> Assignment
Every line from the one that includes "Does this scene include the dog's mouth?" to the end of the entries should be written out exactly, with the first and last included.

> Collection entries
Segment Open
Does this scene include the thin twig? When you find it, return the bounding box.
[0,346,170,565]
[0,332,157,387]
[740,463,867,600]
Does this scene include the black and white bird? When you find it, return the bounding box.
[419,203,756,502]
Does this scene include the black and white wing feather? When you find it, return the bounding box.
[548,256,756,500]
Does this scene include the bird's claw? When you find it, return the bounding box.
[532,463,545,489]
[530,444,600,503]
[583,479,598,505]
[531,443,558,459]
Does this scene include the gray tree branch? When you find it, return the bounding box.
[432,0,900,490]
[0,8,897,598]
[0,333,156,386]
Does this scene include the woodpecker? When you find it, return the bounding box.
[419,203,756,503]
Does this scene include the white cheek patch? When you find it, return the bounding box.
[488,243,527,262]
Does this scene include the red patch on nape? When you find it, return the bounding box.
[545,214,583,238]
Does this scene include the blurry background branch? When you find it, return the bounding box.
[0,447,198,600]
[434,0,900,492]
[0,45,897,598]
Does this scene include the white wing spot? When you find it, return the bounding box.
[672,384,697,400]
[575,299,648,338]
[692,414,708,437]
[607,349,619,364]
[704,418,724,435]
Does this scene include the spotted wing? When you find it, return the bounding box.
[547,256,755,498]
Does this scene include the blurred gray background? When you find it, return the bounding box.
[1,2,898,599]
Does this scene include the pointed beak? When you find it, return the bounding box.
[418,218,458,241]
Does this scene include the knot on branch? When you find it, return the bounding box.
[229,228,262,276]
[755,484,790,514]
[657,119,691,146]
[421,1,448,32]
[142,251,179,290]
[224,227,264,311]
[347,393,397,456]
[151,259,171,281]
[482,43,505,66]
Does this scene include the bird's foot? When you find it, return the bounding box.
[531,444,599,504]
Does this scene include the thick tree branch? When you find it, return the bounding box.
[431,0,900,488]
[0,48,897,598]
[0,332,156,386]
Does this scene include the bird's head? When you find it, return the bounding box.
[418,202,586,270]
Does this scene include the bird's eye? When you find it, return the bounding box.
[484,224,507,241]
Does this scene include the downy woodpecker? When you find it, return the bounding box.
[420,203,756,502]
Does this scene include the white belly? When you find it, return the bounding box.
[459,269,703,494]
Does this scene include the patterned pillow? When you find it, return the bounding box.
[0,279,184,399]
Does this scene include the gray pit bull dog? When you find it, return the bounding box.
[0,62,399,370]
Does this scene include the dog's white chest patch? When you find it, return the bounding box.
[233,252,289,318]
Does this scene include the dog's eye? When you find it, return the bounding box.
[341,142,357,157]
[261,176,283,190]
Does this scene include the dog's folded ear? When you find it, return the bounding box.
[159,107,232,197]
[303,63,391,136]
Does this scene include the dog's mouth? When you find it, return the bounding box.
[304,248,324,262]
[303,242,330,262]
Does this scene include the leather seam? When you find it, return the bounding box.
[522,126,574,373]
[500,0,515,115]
Segment Closed
> Solution to the exercise
Does this scene include the dog's mouth? When you find it, return the bounding box.
[304,248,324,262]
[303,242,330,262]
Does this scene include the leather seam? When you find it, return the bounding box.
[522,126,574,373]
[500,0,515,115]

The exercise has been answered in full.